*Source material*.

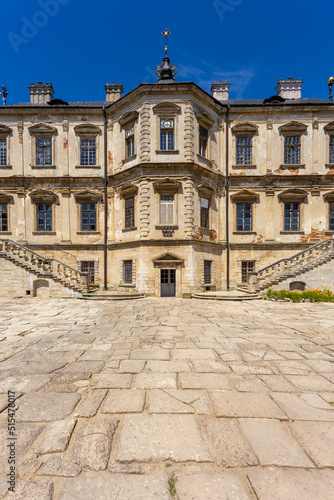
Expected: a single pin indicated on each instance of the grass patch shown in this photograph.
(312, 295)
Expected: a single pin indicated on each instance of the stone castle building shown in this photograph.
(165, 191)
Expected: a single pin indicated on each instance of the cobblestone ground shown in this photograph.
(161, 399)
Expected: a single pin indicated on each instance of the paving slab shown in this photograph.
(304, 407)
(292, 484)
(317, 439)
(55, 437)
(44, 407)
(124, 401)
(90, 403)
(273, 443)
(93, 444)
(155, 438)
(117, 487)
(246, 404)
(230, 447)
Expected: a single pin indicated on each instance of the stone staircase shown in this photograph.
(297, 265)
(43, 267)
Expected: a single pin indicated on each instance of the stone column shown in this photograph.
(189, 137)
(189, 209)
(65, 216)
(144, 208)
(21, 216)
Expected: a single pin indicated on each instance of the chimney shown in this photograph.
(220, 90)
(41, 93)
(114, 91)
(290, 88)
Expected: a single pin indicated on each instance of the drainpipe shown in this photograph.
(105, 245)
(227, 191)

*To do*.
Once the pictures are set aside, retype the rest of the listing exactly.

*Answer for the task*.
Expected: a single pin indicated on each instance of the grass patch shown in this photograph.
(312, 295)
Expected: a single pin indicated on each instance of the stone castle building shown in this photograph.
(165, 191)
Expected: a single pin indicated on each instance of the cobblestone ground shown in this photograph.
(161, 399)
Expected: a single pin indicated on each instance of the paving slab shown in this photograph.
(304, 407)
(292, 484)
(317, 439)
(55, 437)
(44, 407)
(124, 401)
(90, 403)
(273, 443)
(93, 444)
(155, 438)
(117, 487)
(246, 404)
(230, 447)
Expected: a single pin indicated on each instance of the stone staircase shown in this photograph.
(297, 265)
(43, 267)
Expected: a single pin indicated on each instance of the stone column shown in this photograph.
(189, 137)
(189, 209)
(65, 216)
(144, 208)
(21, 216)
Expected: a single pin indicated on each instance of the chimney shown in this photograph.
(220, 90)
(41, 93)
(114, 91)
(290, 88)
Expected: a single pin indicated on each instance of the drainpipe shown in this photograph.
(105, 245)
(227, 191)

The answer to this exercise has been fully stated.